● **REQUIRED TASK**
Output every line of the entries below verbatim, with no changes.

● **Excerpts from a location annotation dataset**
┌──

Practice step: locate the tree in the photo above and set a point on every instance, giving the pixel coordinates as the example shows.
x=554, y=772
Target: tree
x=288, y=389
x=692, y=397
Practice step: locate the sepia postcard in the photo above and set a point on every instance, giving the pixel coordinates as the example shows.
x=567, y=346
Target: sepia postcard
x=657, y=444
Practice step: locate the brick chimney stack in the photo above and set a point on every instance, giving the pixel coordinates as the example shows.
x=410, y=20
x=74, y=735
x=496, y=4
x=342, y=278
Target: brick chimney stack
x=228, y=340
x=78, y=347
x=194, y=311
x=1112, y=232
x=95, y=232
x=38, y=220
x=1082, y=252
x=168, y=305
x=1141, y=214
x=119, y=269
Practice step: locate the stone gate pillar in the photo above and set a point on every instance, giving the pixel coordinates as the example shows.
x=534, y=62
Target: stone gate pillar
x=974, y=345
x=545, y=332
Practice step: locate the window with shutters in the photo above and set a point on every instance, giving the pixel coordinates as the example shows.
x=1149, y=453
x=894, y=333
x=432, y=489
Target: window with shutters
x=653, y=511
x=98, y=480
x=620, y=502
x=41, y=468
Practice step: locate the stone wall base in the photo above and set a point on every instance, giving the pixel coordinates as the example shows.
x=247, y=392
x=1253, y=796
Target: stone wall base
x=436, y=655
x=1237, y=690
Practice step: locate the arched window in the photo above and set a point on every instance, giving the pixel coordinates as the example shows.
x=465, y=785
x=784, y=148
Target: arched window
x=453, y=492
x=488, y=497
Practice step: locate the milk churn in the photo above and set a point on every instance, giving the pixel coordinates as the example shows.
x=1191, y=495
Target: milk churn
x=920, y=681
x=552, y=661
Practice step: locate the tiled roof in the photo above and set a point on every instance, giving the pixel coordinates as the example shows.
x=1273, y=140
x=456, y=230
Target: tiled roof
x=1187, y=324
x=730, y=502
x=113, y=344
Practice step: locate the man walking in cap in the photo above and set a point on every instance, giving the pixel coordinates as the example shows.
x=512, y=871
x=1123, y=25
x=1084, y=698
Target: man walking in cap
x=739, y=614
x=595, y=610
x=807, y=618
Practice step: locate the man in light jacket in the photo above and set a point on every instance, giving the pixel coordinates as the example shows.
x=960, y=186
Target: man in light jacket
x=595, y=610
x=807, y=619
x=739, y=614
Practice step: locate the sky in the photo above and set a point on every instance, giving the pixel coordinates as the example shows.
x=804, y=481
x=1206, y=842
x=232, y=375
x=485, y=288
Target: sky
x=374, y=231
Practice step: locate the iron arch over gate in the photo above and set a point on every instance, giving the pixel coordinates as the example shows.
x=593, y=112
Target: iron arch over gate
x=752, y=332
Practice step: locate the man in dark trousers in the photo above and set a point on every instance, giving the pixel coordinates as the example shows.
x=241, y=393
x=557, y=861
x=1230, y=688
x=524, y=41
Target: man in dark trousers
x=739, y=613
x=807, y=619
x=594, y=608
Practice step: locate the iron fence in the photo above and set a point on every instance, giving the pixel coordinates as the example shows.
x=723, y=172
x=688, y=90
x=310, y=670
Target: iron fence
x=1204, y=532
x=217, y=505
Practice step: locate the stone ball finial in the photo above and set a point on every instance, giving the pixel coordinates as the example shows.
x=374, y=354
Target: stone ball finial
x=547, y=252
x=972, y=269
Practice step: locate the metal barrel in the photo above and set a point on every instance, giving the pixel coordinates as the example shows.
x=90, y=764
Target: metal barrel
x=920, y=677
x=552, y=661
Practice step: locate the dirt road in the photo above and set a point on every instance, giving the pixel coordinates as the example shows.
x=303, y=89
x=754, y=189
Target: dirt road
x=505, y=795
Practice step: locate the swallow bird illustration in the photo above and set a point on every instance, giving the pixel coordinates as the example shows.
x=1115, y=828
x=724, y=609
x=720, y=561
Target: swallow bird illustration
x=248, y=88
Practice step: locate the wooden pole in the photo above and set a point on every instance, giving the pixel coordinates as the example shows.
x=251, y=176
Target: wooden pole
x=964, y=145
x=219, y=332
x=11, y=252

└──

● **EXPECTED ANSWER**
Practice step: locate the tree in the photo above and set a point on every instance, giving the pixel coordinates as the example shows.
x=554, y=772
Target: tree
x=288, y=389
x=692, y=397
Practice step: locate the sepia postcard in the photo above and set a point on every instance, giving the pixel coordinates as the example shows.
x=567, y=346
Target: sepia postcard
x=657, y=444
Practice step: locate the brick chimney stack in the photo above and set a point on every instance, giving the pixel coordinates as the example shows.
x=410, y=20
x=74, y=735
x=496, y=4
x=342, y=278
Target: brick chimney stack
x=228, y=340
x=78, y=347
x=194, y=311
x=1112, y=232
x=95, y=232
x=38, y=220
x=1082, y=252
x=168, y=305
x=1141, y=214
x=119, y=269
Practice step: locate the stone gate pillar in the photo above and set a point on every instance, giving the pixel coordinates as the example shows.
x=534, y=62
Target: stone gate pillar
x=974, y=345
x=545, y=332
Practice step: locate the window with shutters in the photo above and set a point on every instance, giving the pixel coordinates as the example shows.
x=1149, y=453
x=894, y=333
x=432, y=489
Target: window with shutters
x=653, y=511
x=98, y=480
x=620, y=502
x=41, y=468
Practice step: locate the stone wall base in the photo above and set a point on every instance, giving the pixel coordinates as the example shows.
x=247, y=392
x=1253, y=796
Target: stone wall base
x=436, y=655
x=1237, y=690
Practice step: locate the arched window in the photo above and set a point on every instance, giving the pixel coordinates as the example shows.
x=465, y=785
x=784, y=148
Target: arched window
x=453, y=492
x=488, y=497
Practice step: locate the milk churn in the photo above and set a point on every instance, giving the pixel coordinates as the example shows.
x=1191, y=495
Target: milk churn
x=920, y=681
x=552, y=661
Practice step: locate the tiled roof in the photo above and set a point on every instance, giving the pixel coordinates as the example shows.
x=1273, y=140
x=456, y=230
Target: tiled roof
x=1187, y=324
x=730, y=502
x=113, y=344
Practice step: locate the man walking in cap in the photo above and set a point on every instance, giving the pixel coordinates as the example shows.
x=512, y=871
x=1123, y=25
x=1084, y=698
Target: man walking in cap
x=739, y=614
x=595, y=610
x=807, y=618
Practice step: locate the man in light jacket in the photo above and set a point on every instance, giving the pixel coordinates as the example shows.
x=960, y=186
Target: man in light jacket
x=595, y=610
x=807, y=619
x=739, y=614
Practice step: locate the sky in the photo above and set a point on every instance, giving the pixel coordinates as the example shows.
x=804, y=481
x=1206, y=842
x=232, y=375
x=485, y=288
Target: sky
x=374, y=231
Practice step: locate the iron arch over gate in the photo above and set a point on every instance, giving the pixel coordinates as the example shows.
x=593, y=112
Target: iron arch over gate
x=752, y=332
Practice step: locate the man in dark trousers in the photo above and set a point on every instance, giving the pixel coordinates as the example shows.
x=241, y=393
x=557, y=861
x=1230, y=688
x=524, y=41
Target: man in dark trousers
x=739, y=613
x=807, y=619
x=594, y=608
Practice step: locate the iron fence in the photo above and set a point on every instance, giving the pixel coordinates as the example shows.
x=723, y=172
x=688, y=90
x=310, y=670
Target: iron fence
x=1204, y=532
x=217, y=505
Practice step: locate the stone ball finial in the photo above and set a point on every instance, giving the pixel coordinates as the example shows.
x=374, y=354
Target: stone ball finial
x=547, y=252
x=972, y=269
Practice step: locate the metal barrel in the photo above and set a point on every instance, giving the pixel coordinates as the example shows.
x=90, y=764
Target: metal barrel
x=920, y=677
x=552, y=661
Practice step: locate the dirt road in the photo above and set a point on every instance, giving the pixel coordinates as the example shows.
x=303, y=89
x=754, y=189
Target: dirt road
x=505, y=795
Practice step: locate the swallow bird illustration in the photo above and set a point on every instance, giving the pixel coordinates as the example shows.
x=1115, y=828
x=724, y=609
x=720, y=561
Target: swallow bird illustration
x=248, y=88
Practice step: locate the wooden pole in the photo above and set a point on every instance, giving the pixel coordinates as the example shows.
x=251, y=176
Target: wooden pole
x=964, y=145
x=219, y=332
x=11, y=252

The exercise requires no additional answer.